··· MATERIAL FOR THIS EXERCISE

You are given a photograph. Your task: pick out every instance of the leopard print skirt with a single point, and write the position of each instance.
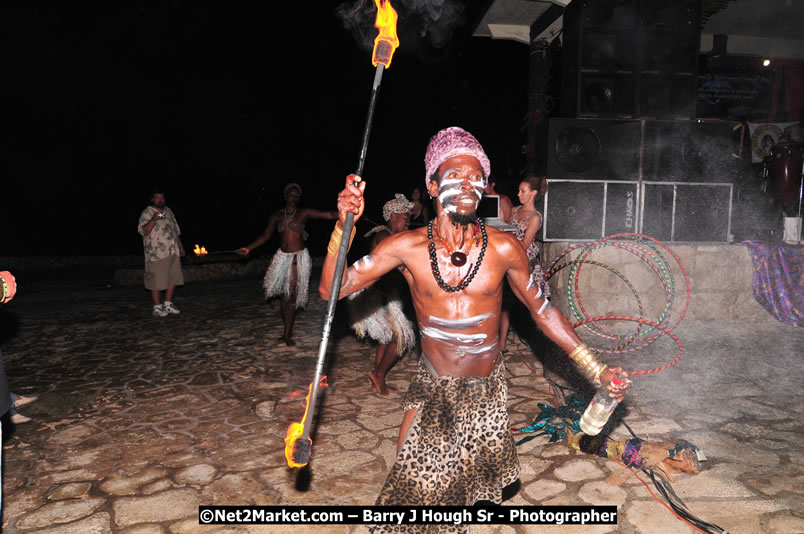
(459, 448)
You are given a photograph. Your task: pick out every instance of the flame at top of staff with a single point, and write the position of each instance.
(387, 40)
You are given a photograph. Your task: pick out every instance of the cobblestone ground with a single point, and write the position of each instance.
(141, 420)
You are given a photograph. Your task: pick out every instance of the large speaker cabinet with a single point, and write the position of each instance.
(630, 58)
(667, 179)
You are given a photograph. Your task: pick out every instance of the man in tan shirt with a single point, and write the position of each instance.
(162, 243)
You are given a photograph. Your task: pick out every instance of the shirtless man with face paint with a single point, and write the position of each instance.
(455, 446)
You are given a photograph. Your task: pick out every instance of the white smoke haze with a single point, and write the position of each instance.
(424, 26)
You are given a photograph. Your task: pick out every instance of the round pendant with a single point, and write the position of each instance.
(458, 259)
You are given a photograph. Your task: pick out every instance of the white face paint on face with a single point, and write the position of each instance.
(458, 324)
(363, 264)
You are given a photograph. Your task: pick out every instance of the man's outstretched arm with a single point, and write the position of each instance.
(367, 269)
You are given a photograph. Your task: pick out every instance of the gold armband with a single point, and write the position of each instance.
(335, 240)
(585, 358)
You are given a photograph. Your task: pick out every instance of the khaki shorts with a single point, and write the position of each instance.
(161, 274)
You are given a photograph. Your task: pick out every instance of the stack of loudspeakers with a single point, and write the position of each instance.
(631, 157)
(666, 179)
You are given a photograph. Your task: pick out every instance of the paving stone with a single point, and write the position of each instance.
(785, 522)
(143, 529)
(196, 474)
(602, 493)
(99, 523)
(233, 488)
(542, 489)
(21, 501)
(121, 484)
(576, 470)
(70, 491)
(650, 517)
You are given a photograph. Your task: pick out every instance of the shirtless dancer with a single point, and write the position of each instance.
(455, 446)
(289, 273)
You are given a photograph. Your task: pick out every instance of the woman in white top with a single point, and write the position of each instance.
(526, 220)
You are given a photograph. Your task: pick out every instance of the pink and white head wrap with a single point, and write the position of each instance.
(449, 143)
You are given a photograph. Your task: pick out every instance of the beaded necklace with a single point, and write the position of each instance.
(472, 271)
(457, 258)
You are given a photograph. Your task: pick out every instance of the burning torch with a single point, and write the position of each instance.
(297, 451)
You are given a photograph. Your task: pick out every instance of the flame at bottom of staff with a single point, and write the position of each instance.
(295, 430)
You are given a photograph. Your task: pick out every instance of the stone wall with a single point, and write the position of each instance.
(720, 278)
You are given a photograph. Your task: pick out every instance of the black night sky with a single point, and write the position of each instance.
(221, 107)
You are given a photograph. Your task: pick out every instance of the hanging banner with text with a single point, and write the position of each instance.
(764, 136)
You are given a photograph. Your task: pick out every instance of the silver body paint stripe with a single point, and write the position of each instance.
(460, 323)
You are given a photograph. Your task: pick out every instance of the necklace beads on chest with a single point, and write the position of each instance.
(457, 258)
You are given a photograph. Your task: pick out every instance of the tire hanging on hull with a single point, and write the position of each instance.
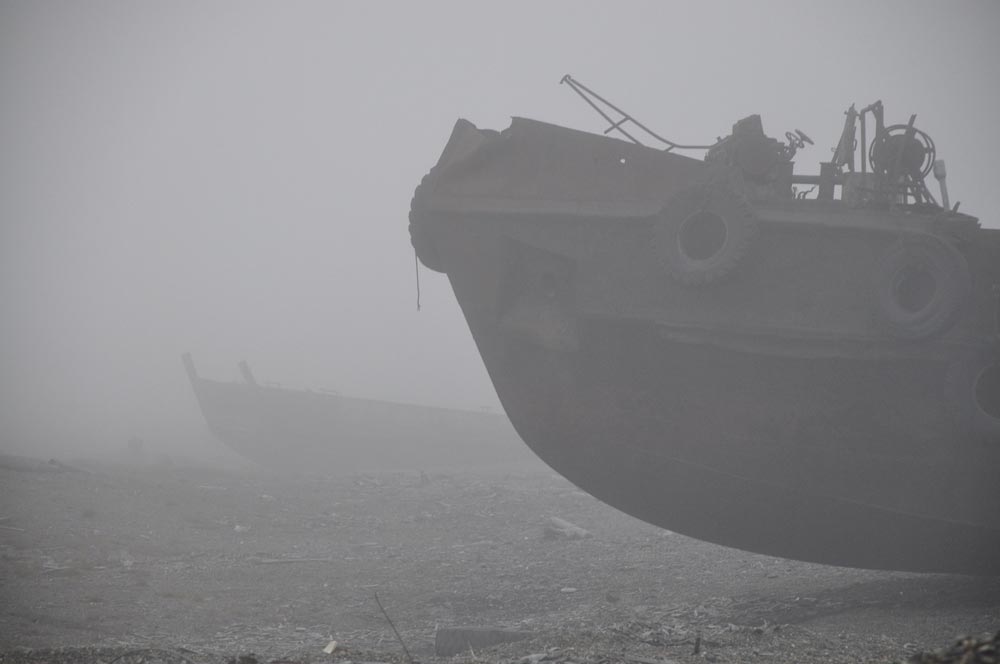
(920, 286)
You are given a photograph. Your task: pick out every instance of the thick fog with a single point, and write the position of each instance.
(233, 179)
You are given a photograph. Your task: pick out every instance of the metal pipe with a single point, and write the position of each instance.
(941, 174)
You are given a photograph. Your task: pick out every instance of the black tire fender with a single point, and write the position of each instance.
(703, 233)
(921, 284)
(972, 388)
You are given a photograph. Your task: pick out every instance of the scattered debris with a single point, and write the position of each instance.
(557, 528)
(450, 641)
(409, 657)
(966, 650)
(284, 561)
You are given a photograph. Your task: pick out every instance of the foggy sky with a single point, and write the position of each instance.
(233, 179)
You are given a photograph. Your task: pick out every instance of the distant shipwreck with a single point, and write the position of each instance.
(325, 433)
(805, 366)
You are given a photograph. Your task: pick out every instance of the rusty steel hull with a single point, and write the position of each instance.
(778, 412)
(320, 433)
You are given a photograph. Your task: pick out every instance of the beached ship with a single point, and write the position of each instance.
(804, 366)
(326, 433)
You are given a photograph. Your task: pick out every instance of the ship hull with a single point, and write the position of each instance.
(804, 452)
(321, 433)
(823, 386)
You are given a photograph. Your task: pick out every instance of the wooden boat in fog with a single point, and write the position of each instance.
(325, 433)
(707, 345)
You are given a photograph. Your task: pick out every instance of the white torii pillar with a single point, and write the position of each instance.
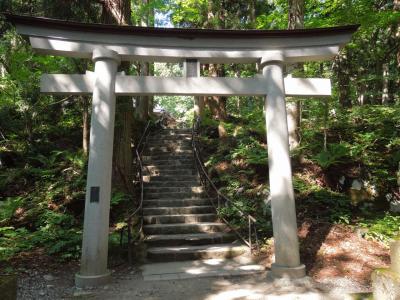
(191, 68)
(94, 270)
(287, 255)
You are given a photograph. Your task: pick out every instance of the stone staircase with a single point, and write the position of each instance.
(180, 222)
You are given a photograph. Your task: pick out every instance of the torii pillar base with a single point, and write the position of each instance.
(287, 256)
(94, 270)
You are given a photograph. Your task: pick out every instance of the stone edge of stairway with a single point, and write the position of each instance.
(174, 270)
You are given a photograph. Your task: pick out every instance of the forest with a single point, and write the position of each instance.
(345, 149)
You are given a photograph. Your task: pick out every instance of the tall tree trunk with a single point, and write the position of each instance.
(396, 7)
(85, 124)
(385, 84)
(293, 107)
(145, 103)
(119, 12)
(343, 80)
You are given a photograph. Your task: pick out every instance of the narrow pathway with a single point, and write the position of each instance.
(180, 222)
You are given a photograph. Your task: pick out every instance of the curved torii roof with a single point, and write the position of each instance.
(56, 37)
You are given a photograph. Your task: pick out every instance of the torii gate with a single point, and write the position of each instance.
(108, 45)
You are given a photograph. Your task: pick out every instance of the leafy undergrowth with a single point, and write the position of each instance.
(363, 147)
(42, 205)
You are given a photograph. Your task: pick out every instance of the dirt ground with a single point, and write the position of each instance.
(337, 259)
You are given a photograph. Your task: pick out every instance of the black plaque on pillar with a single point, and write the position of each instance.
(94, 194)
(192, 67)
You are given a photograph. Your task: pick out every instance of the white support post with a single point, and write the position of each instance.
(94, 270)
(287, 257)
(191, 68)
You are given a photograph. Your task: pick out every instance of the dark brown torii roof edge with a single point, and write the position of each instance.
(188, 33)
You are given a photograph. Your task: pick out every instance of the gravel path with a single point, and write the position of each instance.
(128, 284)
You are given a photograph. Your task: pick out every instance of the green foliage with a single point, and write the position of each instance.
(383, 228)
(251, 151)
(336, 153)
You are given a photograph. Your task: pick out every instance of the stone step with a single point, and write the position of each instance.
(181, 253)
(169, 140)
(169, 173)
(174, 178)
(154, 151)
(171, 161)
(168, 156)
(176, 131)
(173, 219)
(160, 168)
(195, 209)
(165, 189)
(185, 228)
(176, 202)
(191, 239)
(172, 184)
(175, 195)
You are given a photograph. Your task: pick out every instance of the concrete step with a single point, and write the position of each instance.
(173, 219)
(170, 173)
(167, 189)
(172, 131)
(175, 195)
(195, 209)
(176, 202)
(167, 156)
(168, 148)
(185, 228)
(154, 168)
(169, 138)
(181, 253)
(191, 239)
(163, 150)
(169, 161)
(174, 178)
(169, 142)
(172, 184)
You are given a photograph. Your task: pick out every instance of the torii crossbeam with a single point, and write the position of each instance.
(108, 45)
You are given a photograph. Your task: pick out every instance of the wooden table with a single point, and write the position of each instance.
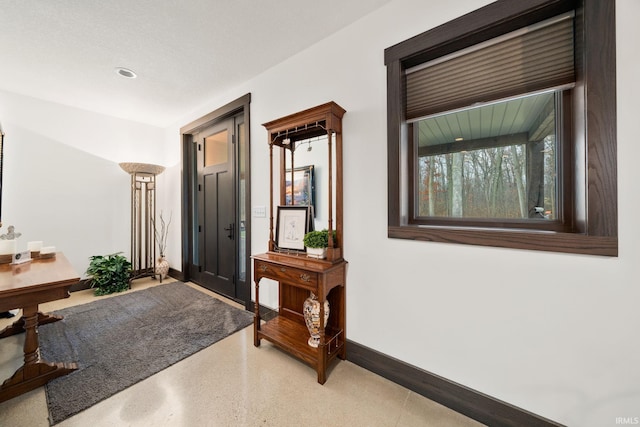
(297, 276)
(25, 286)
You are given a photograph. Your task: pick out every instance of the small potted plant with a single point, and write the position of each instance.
(109, 273)
(317, 242)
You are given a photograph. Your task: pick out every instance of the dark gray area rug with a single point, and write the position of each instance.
(122, 340)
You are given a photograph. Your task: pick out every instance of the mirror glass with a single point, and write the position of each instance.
(1, 165)
(313, 152)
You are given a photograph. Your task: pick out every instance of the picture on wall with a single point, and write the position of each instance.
(291, 225)
(302, 192)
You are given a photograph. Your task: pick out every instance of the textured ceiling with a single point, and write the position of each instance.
(184, 52)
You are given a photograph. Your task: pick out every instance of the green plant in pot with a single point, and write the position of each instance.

······

*EXERCISE INSTRUCTIONS*. The expected output is the lines from the one with "of the picture" through the end of the data, exactly as written and nothing more.

*ANSWER SECTION*.
You are given a photograph. Your task: pick out every instance of the picture on wall with a single point, and write the position of each instance.
(291, 225)
(302, 192)
You are given a photograph. Your task: pick out every instance of the textured ceiling with a single point, and write the position of each instance.
(184, 52)
You are given a photograph. Your task: pick out every instance of the green plant in pot with a single point, and write the position of each instance.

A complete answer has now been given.